Things Change, part 2

Four years later.

When I browse through my archives, I feel like I barely know the person who wrote those entries. I have a diary blog on Blogger I haven’t updated since December 2014, but keep around for the sake of looking back when I want to read my old stuff. I pity my younger self for a lot of the hopes and ideas she had, despite I had no way of knowing they’d become a disaster until they did. There have been a lot of changes, big and small. Of course, the one thing I want to change hasn’t and I’m not hopeful it will. But there are many things I couldn’t picture until they happened.

One of the biggest changes is my desire to own a house. On my diary blog, I mention wanting no less than a three-bedroom house, and no less than a five-bedroom house if I have a partner. I even entertained the thought of having a six-bedroom house! Much like my childhood dream of being a veterinarian sputtered out because I grew up to realize how much schooling is needed, my dream of owning a house died because I learned about mortgage, loans, household repairs, property taxes, and most annoyingly, HOAs. Actually, this opinion is seven years old, but at the time, I only knew about HOAs. I am not buying a house, only to be told what I can and can’t do with it! People argue renting is bad because “you’ll have nothing to show for it at the end of your life except a bunch of rent receipts”, but I don’t care about having “to show” for strangers. If how I live my life bothers you that much, that’s your problem. I’d rather not take out a loan for the sake having a boring house to show off either. If I buy a house, I should be able to do what I please with it. If HOAs make that impossible, home ownership isn’t worth it. And no, I wouldn’t care what the neighbors think. They wouldn’t be the ones paying the mortgage or living there. If I want to paint my house with rainbow polka-dots, there should be rainbow polka-dots on the outside paneling! No arguments! I wouldn’t paint my house with polka-dots, but the point is I should have that freedom.

So, yeah, I’m cool with renting for life. May as well with all the restrictions HOAs have.

Something funny I came across in one of my early 2015 posts is referring to my boyfriend as a friend, and insisting I won’t let any more relationships go beyond friend. I sure failed at that! In my defense, I had good reasons. Nevertheless, I have no regrets, but should we ever break up, I will not enter the dating world again. As I said in that linked post, dating sucks.

Object location annotation data:
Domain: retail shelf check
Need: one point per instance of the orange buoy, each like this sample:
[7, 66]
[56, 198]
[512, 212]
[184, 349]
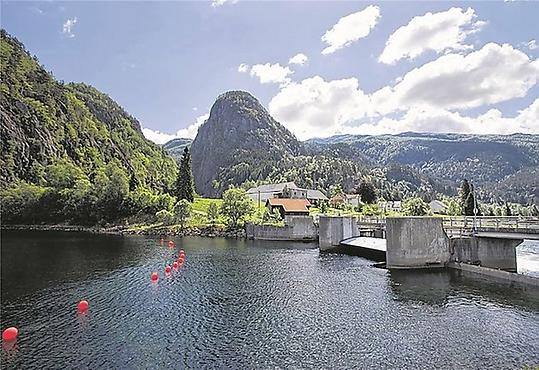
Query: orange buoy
[83, 306]
[10, 334]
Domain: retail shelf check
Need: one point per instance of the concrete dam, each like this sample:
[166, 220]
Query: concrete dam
[486, 246]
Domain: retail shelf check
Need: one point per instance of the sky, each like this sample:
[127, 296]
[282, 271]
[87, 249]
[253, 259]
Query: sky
[320, 68]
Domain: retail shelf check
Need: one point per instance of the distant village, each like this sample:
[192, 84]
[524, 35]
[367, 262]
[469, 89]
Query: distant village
[291, 200]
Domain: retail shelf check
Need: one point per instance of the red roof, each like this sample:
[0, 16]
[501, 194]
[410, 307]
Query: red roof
[291, 205]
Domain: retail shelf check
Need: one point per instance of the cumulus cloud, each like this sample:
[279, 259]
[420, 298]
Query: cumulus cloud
[428, 98]
[493, 74]
[216, 3]
[350, 29]
[315, 107]
[271, 73]
[243, 68]
[67, 28]
[437, 32]
[190, 131]
[157, 137]
[299, 59]
[425, 119]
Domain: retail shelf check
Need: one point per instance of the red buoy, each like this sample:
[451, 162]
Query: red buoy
[10, 334]
[83, 306]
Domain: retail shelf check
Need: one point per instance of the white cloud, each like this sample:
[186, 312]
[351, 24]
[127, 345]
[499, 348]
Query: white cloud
[271, 73]
[68, 26]
[190, 131]
[315, 107]
[350, 29]
[423, 119]
[216, 3]
[299, 59]
[438, 32]
[157, 137]
[426, 99]
[243, 68]
[493, 74]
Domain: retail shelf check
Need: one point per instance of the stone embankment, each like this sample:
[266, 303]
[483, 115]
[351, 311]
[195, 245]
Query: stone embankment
[122, 230]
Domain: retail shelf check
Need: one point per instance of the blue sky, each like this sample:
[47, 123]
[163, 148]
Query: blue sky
[166, 62]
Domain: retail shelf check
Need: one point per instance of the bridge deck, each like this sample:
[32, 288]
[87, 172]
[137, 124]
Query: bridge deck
[377, 244]
[506, 235]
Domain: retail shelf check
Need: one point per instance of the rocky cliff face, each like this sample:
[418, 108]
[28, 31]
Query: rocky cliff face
[43, 121]
[239, 128]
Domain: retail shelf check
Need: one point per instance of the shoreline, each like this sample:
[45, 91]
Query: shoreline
[119, 230]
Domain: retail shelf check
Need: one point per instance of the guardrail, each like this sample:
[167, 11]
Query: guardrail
[468, 224]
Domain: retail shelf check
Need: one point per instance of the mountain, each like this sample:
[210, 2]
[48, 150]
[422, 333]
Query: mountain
[503, 167]
[175, 147]
[238, 133]
[58, 139]
[241, 144]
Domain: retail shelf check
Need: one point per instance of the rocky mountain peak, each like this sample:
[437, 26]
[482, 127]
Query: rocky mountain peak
[238, 125]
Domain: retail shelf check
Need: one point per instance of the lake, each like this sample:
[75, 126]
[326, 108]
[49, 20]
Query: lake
[246, 304]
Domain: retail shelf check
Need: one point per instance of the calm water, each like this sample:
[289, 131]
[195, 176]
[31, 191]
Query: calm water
[238, 304]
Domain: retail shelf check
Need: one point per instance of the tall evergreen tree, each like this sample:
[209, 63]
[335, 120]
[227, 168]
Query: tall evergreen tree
[367, 192]
[467, 198]
[184, 187]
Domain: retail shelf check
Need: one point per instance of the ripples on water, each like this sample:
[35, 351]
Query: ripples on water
[239, 304]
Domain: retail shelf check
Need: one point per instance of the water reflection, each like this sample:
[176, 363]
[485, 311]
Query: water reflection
[240, 304]
[438, 286]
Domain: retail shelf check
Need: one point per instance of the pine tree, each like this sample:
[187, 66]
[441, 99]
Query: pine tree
[184, 187]
[467, 200]
[367, 192]
[464, 194]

= Requests =
[a] Repeat the part of the blog post starting with "Things Change, part" and going on through "until they happened.", substituting "old posts" for "archives".
[b] How many lines of the entries contain the string "concrete"? Reply with the number alone.

= Solutions =
[a]
Things Change, part 2

Four years later.

When I browse through my old posts, I feel like I barely know the person who wrote those entries. I have a diary blog on Blogger I haven’t updated since December 2014, but keep around for the sake of looking back when I want to read my old stuff. I pity my younger self for a lot of the hopes and ideas she had, despite I had no way of knowing they’d become a disaster until they did. There have been a lot of changes, big and small. Of course, the one thing I want to change hasn’t and I’m not hopeful it will. But there are many things I couldn’t picture until they happened.

[b] 2